▸ **Source passage**:
As the planning commissioners get ready to decide the "fate" of Kirkland's BN and MSC2 zoning, or at least their recommendation (which often then leads to City Council adoption), I find myself reflecting on days when I would visit Kirkland before I was a property owner here. What brought me from other areas of King County to walk, to dine, and then to eventually invest in Kirkland with a purchase and then reconstruction of a home? What brings others here for their leisure, for their shopping, for their dining, for location of their business or their home? How does this financially help our community?
An event that stands out in my mind happened several years ago. One of my very best friends from UW and a roommate during/after college was fighting her last days with a recurrence of a particularly aggressive breast cancer. I had just helped her get back over to Swedish Hospital and my mind was filled with deep sorrow and some anger and frustration with the insurance industry that had found a loophole wherein they could get out of helping pay for her medical needs. She had spent her last months not only fighting for her life, but financially broken. Yes the insurance company had found some legal loophole, or thought they had.

▸ **What this task involves**: Can you output the part of the Kirkland passage that starts with "An event that" and goes on through "thought they had.", copied word for word?

▸ **Record set**:

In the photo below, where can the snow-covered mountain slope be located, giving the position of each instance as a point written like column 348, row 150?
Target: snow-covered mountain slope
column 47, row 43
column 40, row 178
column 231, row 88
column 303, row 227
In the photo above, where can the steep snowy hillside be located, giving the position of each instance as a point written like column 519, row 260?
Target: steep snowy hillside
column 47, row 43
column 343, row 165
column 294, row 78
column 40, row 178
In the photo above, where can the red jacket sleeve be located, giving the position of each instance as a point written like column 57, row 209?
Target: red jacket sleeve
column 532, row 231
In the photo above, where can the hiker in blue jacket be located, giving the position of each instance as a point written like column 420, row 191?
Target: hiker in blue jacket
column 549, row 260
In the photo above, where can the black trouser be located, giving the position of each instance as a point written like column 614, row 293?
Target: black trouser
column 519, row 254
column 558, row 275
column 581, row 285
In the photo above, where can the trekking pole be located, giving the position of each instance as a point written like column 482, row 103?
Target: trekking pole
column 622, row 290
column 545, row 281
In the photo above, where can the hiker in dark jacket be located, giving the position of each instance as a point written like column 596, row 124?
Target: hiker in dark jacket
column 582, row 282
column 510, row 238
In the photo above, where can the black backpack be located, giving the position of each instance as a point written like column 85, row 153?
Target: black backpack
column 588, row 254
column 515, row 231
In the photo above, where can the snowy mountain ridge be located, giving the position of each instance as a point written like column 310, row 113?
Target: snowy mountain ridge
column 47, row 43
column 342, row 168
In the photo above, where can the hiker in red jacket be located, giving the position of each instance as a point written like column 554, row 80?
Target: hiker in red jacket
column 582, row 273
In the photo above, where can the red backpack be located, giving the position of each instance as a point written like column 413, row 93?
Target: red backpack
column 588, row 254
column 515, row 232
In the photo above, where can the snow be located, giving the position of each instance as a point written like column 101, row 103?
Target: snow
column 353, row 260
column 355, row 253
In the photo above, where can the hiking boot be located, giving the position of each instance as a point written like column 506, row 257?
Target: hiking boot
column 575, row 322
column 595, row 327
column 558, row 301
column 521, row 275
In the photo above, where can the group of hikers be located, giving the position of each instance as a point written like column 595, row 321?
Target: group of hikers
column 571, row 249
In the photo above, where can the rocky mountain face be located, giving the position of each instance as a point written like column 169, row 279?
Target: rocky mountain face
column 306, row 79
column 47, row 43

▸ **Exercise solution**:
An event that stands out in my mind happened several years ago. One of my very best friends from UW and a roommate during/after college was fighting her last days with a recurrence of a particularly aggressive breast cancer. I had just helped her get back over to Swedish Hospital and my mind was filled with deep sorrow and some anger and frustration with the insurance industry that had found a loophole wherein they could get out of helping pay for her medical needs. She had spent her last months not only fighting for her life, but financially broken. Yes the insurance company had found some legal loophole, or thought they had.